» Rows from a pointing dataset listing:

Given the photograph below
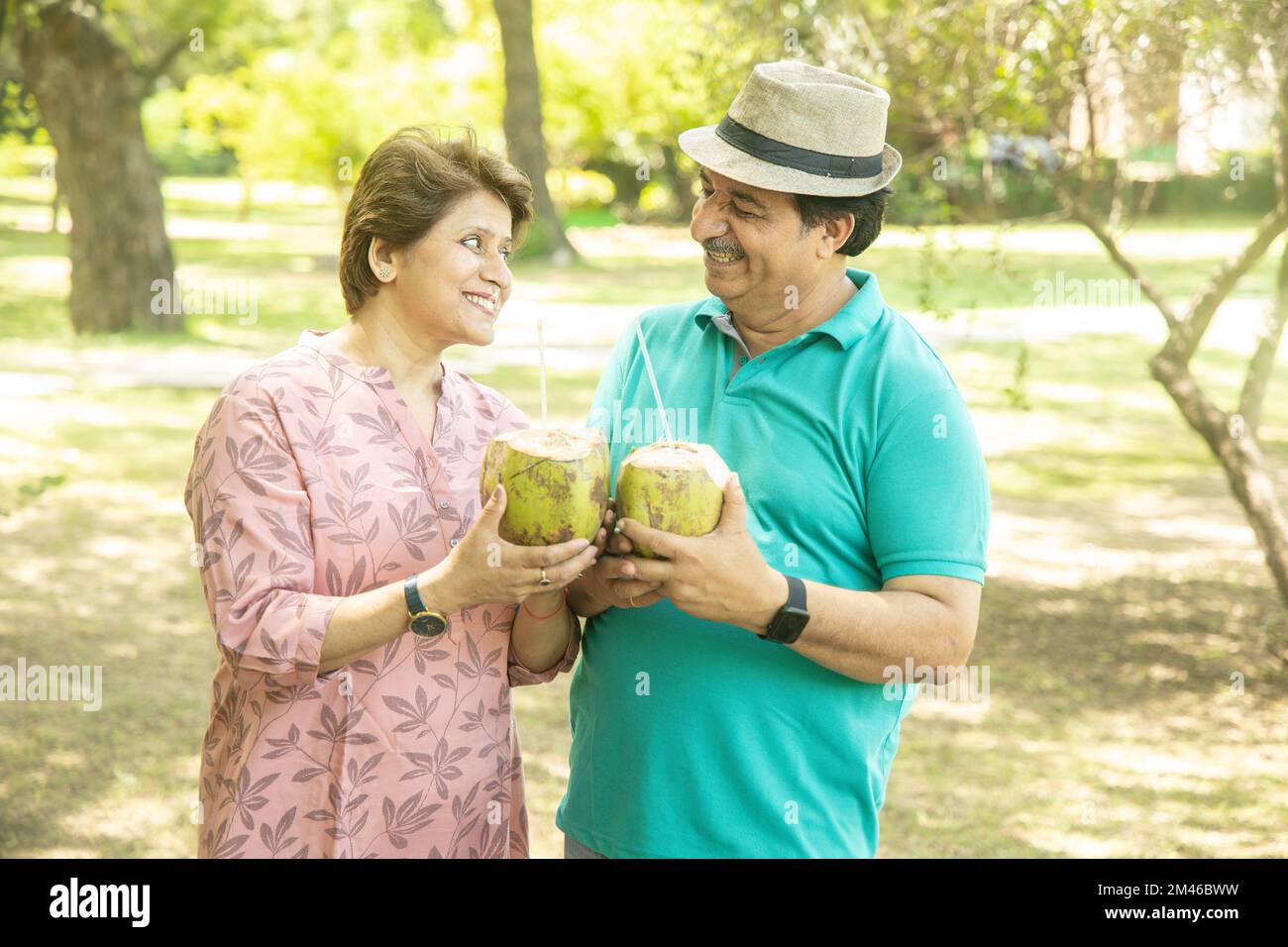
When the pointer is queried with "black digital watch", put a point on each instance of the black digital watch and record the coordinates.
(793, 617)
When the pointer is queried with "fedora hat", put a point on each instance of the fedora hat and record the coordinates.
(802, 129)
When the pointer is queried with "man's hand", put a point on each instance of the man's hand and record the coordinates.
(719, 577)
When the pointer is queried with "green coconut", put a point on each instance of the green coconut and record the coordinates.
(555, 483)
(674, 486)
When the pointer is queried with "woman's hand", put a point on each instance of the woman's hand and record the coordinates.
(484, 567)
(612, 582)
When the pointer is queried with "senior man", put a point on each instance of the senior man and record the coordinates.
(738, 697)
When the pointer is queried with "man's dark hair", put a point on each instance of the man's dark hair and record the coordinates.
(868, 213)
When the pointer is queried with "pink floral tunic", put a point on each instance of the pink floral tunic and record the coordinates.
(313, 480)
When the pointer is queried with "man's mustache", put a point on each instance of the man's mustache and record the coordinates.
(722, 248)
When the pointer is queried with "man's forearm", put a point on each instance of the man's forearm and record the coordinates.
(861, 634)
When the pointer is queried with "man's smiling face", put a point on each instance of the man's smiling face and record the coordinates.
(752, 245)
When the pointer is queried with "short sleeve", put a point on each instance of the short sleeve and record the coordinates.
(254, 541)
(927, 499)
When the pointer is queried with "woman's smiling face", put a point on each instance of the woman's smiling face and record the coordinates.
(452, 283)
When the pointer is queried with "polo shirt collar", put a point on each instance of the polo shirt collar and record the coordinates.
(848, 325)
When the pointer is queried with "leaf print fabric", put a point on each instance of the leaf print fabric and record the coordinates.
(312, 482)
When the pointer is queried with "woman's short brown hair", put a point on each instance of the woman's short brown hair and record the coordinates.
(407, 184)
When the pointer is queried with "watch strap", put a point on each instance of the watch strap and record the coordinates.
(421, 621)
(781, 629)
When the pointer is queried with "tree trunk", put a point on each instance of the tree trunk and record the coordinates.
(522, 120)
(89, 95)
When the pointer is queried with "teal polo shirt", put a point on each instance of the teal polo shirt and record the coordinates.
(859, 463)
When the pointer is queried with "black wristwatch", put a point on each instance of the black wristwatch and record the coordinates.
(420, 620)
(793, 617)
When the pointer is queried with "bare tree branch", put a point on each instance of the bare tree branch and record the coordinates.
(1207, 299)
(149, 75)
(1262, 361)
(1091, 222)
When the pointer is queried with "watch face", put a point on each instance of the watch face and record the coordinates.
(790, 626)
(428, 625)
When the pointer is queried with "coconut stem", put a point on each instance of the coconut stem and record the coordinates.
(541, 356)
(657, 394)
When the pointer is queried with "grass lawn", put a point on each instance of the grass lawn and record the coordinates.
(1132, 707)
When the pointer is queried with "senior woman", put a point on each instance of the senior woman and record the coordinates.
(369, 618)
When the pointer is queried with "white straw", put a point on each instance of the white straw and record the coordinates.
(541, 356)
(657, 394)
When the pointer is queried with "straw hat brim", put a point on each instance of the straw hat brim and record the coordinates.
(708, 150)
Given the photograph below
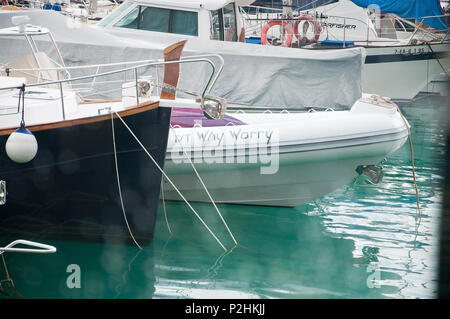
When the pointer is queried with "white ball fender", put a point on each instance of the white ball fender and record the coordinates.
(21, 145)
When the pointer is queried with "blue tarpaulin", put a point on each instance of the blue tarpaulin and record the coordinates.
(416, 9)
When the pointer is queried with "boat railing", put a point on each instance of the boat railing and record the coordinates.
(36, 248)
(139, 70)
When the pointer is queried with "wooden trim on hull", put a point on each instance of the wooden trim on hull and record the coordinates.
(142, 107)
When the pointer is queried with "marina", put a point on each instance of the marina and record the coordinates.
(219, 149)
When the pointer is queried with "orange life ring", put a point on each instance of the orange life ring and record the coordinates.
(317, 28)
(288, 30)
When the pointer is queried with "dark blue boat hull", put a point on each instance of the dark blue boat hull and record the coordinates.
(69, 190)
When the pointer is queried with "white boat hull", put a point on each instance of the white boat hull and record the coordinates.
(407, 70)
(315, 165)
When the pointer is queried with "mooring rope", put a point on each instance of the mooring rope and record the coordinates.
(118, 184)
(169, 180)
(418, 213)
(204, 187)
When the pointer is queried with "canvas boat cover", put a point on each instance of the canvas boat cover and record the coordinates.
(254, 75)
(416, 9)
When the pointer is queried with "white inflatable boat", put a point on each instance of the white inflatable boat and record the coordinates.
(279, 159)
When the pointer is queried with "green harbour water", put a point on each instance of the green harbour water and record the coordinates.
(361, 241)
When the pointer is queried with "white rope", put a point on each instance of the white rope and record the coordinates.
(118, 183)
(204, 187)
(170, 181)
(164, 208)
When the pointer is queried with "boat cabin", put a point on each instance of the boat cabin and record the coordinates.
(205, 19)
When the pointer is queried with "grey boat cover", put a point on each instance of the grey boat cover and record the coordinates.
(253, 75)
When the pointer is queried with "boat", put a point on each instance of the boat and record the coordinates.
(82, 169)
(309, 78)
(280, 158)
(275, 157)
(403, 56)
(398, 62)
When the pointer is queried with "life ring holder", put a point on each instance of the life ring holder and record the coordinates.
(317, 28)
(288, 30)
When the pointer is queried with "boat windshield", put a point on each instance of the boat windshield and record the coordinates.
(224, 24)
(160, 20)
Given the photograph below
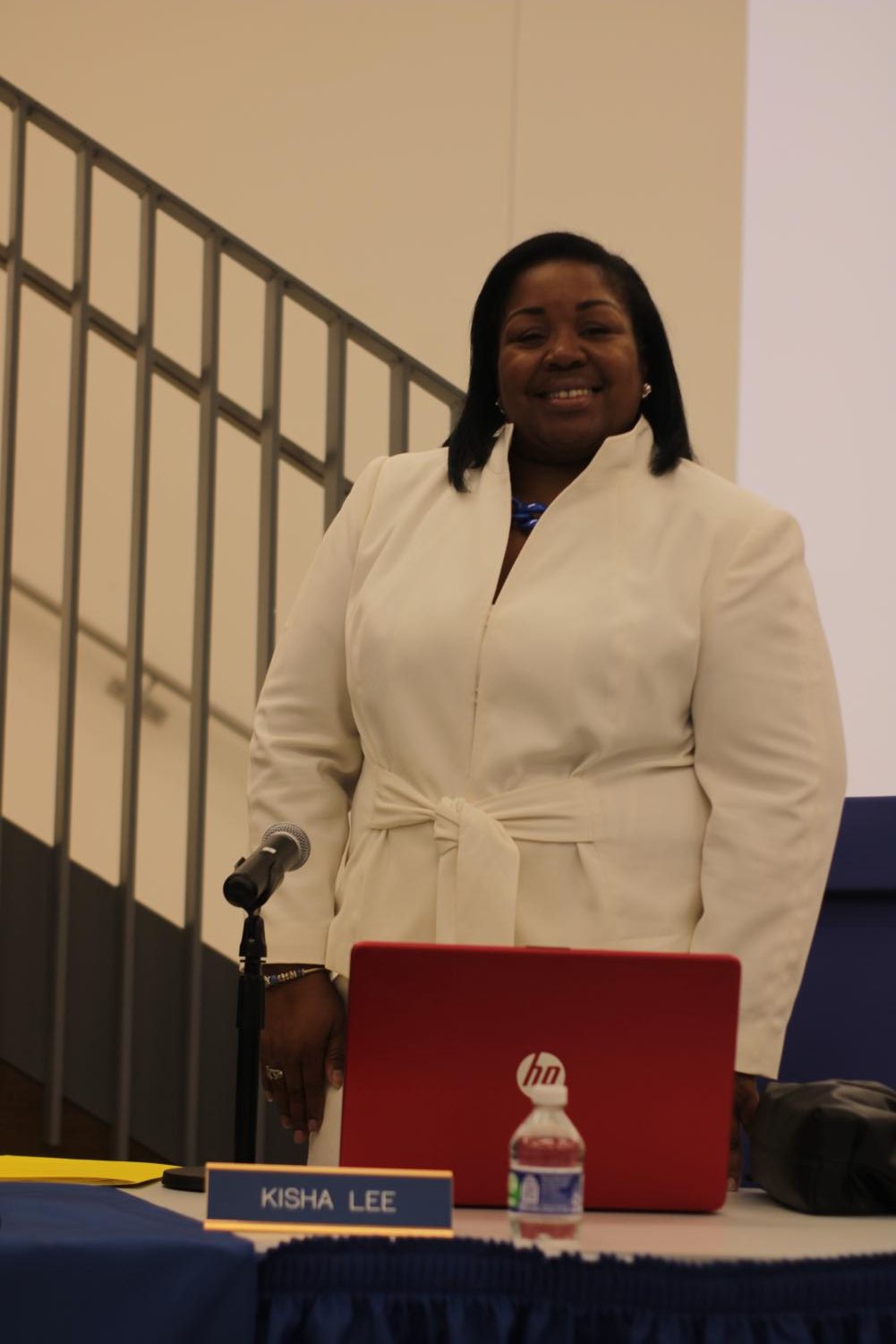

» Exercise:
Locate each line in the listing above that contains the word "short", and copy those lines, treating uppercase and lowercase letters as different.

» Solution for this exercise:
When the pointer is queried with "short sleeve", put a point on each instance of the short sleeve and record the coordinates.
When the pointer is queried with "woman's short brown hair", put a point on each instance of the woman's short brown hair and record the coordinates.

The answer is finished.